* _TEXTO CITADO_

Pero no adelantemos acontecimientos. En aquel momento de desventura
Cristóbal era un trotamundos anónimo y se encontraba en la ruina más
absoluta. Se dirigió a Palos, donde vivía su cuñada, para que se hiciese
cargo del niño y, ya de paso, para entrevistarse con Antonio Marchena,
un monje franciscano aficionado a la geografía que profesaba en el
monasterio de La Rábida. Trabó contacto con el religioso y le expuso el
plan con todo lujo de detalles. Marchena se convenció rápidamente de lo
prometedor que era aquello y puso su nutrida agenda al servicio del
marino.

Si hoy, para prosperar en la vida, hay que estar a buenas con los
políticos, en el siglo XV había que estarlo con la Iglesia. Colón se
percató de este detalle a la primera. El franciscano de La Rábida puso
la máquina de recomendaciones a funcionar. Eso de recomendar no ha
cambiado en cinco siglos. Pesa más una recomendación a tiempo que una
vida de sacrificio y méritos. A la vuelta de dos cartas el genovés se
encontró a solas con el confesor de la reina, otro fraile, Hernando de
Talavera. Sus buenos oficios le abrieron las puertas de la Corte, que en
aquel momento se encontraba en Sevilla. Ya se sabe: más vale ser
oportuno que rondar un año.

El 20 de enero de 1486 Isabel y Fernando accedieron a escuchar lo que el
oscuro marino venido de Portugal les ofrecía. La reina se mostró
interesada y resolvió que la propuesta fuese estudiada a fondo por un
comité de sabios. A finales de ese año, ya designados los miembros de la
comisión, citaron a Colón en Salamanca para escudriñar el plan y
sacarle los defectos pertinentes. No salió adelante. Los cosmógrafos y
astrólogos reunidos concluyeron que, aunque no dudaban que Colón fuese
un consumado lobo de mar, se había equivocado en los cálculos. El océano
era mucho más ancho. Eso es lo que decían Eratóstenes, Ptolomeo y otros
tantos genios de la Antigüedad. No iba a venir ahora un pelagatos a
enmendarles la plana.

[Extractos de datos etiquetados con cuadros]
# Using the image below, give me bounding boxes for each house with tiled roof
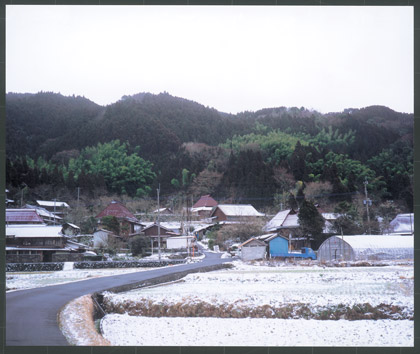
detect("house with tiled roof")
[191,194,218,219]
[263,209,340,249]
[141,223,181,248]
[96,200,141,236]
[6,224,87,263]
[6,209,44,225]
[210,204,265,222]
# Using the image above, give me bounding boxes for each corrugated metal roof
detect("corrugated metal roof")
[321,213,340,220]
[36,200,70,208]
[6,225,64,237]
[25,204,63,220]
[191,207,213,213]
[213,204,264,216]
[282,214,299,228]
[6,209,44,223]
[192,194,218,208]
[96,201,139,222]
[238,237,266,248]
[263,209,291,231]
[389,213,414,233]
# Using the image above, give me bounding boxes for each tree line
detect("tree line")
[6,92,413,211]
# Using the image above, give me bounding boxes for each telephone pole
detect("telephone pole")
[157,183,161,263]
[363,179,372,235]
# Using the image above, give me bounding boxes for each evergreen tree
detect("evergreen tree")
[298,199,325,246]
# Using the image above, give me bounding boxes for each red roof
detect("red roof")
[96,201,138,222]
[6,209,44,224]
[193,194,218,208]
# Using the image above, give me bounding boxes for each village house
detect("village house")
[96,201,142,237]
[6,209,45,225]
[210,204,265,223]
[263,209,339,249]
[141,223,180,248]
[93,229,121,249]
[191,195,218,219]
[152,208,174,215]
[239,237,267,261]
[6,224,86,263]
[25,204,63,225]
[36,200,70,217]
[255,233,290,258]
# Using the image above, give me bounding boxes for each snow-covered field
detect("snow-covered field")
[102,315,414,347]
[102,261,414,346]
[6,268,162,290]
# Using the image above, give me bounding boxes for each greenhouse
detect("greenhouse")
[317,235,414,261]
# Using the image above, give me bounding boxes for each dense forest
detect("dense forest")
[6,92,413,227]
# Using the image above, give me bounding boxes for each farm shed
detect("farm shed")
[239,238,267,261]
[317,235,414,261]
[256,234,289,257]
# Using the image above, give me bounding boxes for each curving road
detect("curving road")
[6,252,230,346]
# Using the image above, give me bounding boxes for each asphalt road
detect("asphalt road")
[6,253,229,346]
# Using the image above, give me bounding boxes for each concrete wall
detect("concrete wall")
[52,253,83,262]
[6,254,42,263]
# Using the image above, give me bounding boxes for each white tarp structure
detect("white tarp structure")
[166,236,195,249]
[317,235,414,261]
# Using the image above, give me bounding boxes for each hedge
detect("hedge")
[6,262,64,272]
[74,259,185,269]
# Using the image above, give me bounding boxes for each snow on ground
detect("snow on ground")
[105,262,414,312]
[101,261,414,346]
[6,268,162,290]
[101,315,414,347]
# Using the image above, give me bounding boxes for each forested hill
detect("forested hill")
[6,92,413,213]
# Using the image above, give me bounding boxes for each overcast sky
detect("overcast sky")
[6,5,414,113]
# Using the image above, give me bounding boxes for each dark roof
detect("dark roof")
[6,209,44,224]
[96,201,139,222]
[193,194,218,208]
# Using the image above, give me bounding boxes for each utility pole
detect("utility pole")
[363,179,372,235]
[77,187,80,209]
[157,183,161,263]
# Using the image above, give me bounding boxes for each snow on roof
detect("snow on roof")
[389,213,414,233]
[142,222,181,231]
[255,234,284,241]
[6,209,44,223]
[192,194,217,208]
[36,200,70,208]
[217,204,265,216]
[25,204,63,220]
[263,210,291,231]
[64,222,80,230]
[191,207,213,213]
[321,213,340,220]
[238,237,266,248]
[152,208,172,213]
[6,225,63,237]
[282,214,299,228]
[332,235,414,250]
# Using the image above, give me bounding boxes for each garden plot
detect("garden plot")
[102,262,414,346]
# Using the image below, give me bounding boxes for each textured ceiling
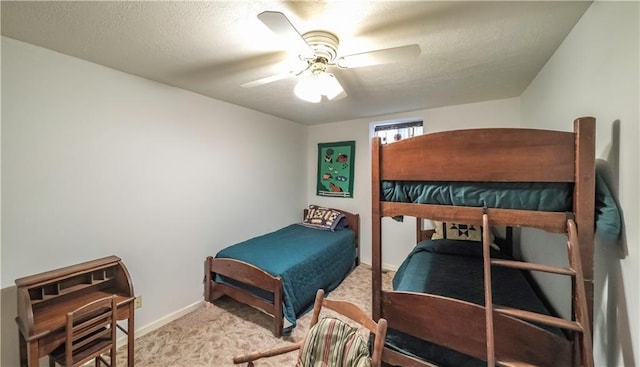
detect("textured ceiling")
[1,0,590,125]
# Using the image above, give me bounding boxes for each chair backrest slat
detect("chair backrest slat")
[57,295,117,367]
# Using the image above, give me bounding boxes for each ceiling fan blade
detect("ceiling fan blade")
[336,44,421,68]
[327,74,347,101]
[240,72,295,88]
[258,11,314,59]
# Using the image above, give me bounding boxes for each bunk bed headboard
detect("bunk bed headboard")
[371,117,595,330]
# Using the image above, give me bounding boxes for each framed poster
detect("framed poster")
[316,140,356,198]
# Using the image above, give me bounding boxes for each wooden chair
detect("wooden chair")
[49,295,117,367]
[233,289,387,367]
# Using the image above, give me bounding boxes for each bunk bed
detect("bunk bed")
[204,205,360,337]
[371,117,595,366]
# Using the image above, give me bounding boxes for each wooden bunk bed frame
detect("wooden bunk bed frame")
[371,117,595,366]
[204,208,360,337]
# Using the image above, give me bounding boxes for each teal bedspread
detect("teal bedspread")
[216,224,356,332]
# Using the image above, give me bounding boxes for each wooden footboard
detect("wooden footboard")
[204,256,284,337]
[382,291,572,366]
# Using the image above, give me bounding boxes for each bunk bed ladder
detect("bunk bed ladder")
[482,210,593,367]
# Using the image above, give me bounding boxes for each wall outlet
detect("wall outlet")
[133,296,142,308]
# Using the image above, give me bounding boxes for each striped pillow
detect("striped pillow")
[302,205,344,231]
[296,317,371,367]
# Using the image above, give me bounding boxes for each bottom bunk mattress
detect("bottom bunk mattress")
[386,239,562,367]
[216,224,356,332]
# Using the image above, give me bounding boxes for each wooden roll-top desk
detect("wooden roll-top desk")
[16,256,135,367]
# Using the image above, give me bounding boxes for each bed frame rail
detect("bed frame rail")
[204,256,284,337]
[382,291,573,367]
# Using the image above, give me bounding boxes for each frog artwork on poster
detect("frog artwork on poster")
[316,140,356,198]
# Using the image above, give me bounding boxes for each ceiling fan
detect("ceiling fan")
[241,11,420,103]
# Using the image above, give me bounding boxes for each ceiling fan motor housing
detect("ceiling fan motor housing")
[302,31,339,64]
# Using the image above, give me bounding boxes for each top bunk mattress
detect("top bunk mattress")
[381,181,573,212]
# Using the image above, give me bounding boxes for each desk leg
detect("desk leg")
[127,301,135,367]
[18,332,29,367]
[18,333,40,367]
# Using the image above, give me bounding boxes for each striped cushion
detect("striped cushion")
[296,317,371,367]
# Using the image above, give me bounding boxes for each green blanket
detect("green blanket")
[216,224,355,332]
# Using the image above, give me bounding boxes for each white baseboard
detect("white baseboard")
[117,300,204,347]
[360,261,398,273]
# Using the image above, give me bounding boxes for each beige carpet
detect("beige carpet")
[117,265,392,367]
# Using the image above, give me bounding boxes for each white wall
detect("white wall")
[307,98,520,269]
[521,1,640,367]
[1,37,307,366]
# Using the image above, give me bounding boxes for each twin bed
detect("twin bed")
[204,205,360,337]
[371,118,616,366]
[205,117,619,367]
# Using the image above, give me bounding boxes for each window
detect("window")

* _TAREAS PROPUESTAS_
1. Según el texto sobre Colón, ¿en qué fecha accedieron Isabel y Fernando a escuchar lo que les ofrecía el marino?
2. En los registros, copia de nuevo las líneas que van desde la que contiene "each framed poster" hasta la que contiene "[133,296,142,308]", ambas incluidas, y sustituye "wooden" por "pine" sin alterar nada más.

* _RESPUESTAS POR TAREA_
1. El 20 de enero de 1486.

2.
# Using the image above, give me bounding boxes for each framed poster
detect("framed poster")
[316,140,356,198]
# Using the image above, give me bounding boxes for each pine chair
detect("pine chair")
[49,295,117,367]
[233,289,387,367]
# Using the image above, give me bounding boxes for each bunk bed
detect("bunk bed")
[204,205,360,337]
[371,117,595,366]
# Using the image above, give me bounding boxes for each pine bunk bed frame
detect("pine bunk bed frame")
[371,117,595,366]
[204,208,360,337]
# Using the image above, give me bounding boxes for each teal bedspread
detect("teal bedspread")
[216,224,356,332]
# Using the image above, give me bounding boxes for each pine footboard
detect("pine footboard")
[204,256,284,337]
[382,291,572,366]
# Using the image above, give me bounding boxes for each bunk bed ladder
detect("bunk bed ladder")
[482,210,593,367]
# Using the image above, give me bounding boxes for each wall outlet
detect("wall outlet")
[133,296,142,308]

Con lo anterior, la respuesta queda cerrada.